▸ **Given data**:
Start

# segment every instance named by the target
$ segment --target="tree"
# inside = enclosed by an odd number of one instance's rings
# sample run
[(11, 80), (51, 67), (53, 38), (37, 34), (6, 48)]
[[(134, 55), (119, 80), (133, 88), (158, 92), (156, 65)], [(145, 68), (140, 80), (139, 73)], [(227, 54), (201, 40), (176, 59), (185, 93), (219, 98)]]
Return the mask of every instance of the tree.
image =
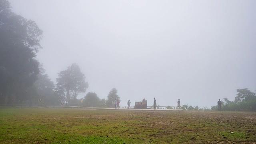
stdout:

End

▸ **What is expected**: Lay out every line of the rows above as a Markdown table with two columns, No. and Line, skipping blank lines. Leave the pictures out of the answer.

▸ **Answer in full**:
| No. | Line |
|---|---|
| 1 | # segment every instance named by the target |
| 2 | $ segment --target="tree" |
| 3 | # inside = enclosed by an odd number of one instance's rings |
| 4 | # sample run |
| 5 | [(11, 80), (51, 67), (53, 38), (37, 34), (6, 48)] |
| 6 | [[(134, 55), (119, 80), (133, 88), (158, 92), (156, 65)], [(145, 68), (140, 80), (139, 73)], [(227, 54), (201, 40), (176, 59), (185, 93), (219, 98)]] |
| 7 | Return the mask of every instance of the tree. |
| 8 | image = |
| 9 | stdout: |